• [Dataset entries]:
· · · ·

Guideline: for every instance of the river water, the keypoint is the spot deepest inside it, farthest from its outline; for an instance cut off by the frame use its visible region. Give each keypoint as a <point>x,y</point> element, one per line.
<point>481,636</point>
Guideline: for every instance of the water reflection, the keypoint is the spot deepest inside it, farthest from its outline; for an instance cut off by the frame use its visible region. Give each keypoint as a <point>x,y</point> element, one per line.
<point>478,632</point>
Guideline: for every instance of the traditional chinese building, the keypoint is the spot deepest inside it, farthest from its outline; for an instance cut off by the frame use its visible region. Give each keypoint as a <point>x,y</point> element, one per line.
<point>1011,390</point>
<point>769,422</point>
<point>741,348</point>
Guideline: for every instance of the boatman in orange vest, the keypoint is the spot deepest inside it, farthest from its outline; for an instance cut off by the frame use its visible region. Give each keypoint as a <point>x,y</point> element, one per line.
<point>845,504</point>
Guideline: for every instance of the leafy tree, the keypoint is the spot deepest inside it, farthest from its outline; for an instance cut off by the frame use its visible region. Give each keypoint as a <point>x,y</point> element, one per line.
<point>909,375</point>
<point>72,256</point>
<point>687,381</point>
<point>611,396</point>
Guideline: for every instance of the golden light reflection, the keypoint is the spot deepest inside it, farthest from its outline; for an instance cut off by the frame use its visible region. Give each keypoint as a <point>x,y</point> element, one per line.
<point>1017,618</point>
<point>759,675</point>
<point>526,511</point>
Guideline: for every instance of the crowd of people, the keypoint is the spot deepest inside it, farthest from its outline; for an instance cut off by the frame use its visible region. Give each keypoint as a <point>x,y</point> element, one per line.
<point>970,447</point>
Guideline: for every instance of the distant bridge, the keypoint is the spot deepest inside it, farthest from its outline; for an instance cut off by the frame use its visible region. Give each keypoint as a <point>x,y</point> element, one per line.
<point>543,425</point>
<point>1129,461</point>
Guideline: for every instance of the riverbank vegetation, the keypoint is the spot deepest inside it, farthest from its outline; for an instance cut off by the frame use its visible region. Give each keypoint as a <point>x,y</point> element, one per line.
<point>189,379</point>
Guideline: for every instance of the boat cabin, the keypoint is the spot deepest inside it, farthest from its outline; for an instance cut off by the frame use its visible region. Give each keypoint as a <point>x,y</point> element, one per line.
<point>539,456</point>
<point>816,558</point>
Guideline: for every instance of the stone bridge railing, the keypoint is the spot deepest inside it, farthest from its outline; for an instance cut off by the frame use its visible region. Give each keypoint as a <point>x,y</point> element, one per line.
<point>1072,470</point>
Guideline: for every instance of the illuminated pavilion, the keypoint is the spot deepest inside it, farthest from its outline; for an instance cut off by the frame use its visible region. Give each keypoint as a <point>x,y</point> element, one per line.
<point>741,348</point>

· · · ·

• [EXERCISE DESCRIPTION]:
The line with "Guideline: for every instance of the stone" marks where to start. Transcribe from there through the final line of the records, exactly and with nothing added.

• [EXERCISE SOLUTION]:
Guideline: for every instance of the stone bridge railing, the keypoint is the spot deepest inside it, farthest from its outline; for an instance cut off by the frame use its visible region. Give each keypoint as a <point>x,y</point> element, one per line.
<point>1072,470</point>
Guideline: for every instance of the illuminated pavilion, the keypoint is the spot deepest inside it, farthest from its outline; for an instance cut off by the frame use its visible region. Give each keypoint as a <point>x,y</point> element, one per line.
<point>741,348</point>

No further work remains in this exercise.